• What you have to do: Locate the string "ceiling" throughout the material and copy every line in which it occurs.

• Records to use:
■ ■ ■ ■ ■

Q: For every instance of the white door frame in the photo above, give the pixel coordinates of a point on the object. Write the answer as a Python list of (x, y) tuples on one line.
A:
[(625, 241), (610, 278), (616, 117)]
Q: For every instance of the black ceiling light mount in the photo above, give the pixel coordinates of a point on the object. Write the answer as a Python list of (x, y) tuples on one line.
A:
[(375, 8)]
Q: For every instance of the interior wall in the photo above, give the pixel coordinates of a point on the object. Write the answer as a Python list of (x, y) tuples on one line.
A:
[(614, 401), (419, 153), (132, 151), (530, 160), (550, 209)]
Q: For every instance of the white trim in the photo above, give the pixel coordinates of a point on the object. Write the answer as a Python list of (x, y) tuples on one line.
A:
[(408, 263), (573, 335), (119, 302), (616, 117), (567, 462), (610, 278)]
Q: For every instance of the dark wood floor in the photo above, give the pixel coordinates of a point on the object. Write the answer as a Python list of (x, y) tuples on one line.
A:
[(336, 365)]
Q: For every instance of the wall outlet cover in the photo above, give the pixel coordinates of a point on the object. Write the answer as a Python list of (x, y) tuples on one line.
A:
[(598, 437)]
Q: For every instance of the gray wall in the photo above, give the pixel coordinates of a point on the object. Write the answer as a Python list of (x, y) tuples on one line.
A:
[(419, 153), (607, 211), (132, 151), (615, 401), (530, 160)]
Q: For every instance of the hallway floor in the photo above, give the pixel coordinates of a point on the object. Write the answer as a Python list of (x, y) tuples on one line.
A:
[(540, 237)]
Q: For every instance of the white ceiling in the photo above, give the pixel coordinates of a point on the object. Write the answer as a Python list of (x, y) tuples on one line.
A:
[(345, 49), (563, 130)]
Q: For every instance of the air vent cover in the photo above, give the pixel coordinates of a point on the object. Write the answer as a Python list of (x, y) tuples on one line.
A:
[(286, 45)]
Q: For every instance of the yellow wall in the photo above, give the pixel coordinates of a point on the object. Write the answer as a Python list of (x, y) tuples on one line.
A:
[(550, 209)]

■ ■ ■ ■ ■

• Answer for this exercise:
Q: For every instance of the black ceiling light mount in the photo above, give the pixel coordinates of a point on the object. Write the answer as a Python list of (x, y) tuples on one line.
Q: For every instance of the white ceiling in the photo above, give the pixel coordinates of a point on the object. Write the answer as a Python list of (x, y) tuples on one line.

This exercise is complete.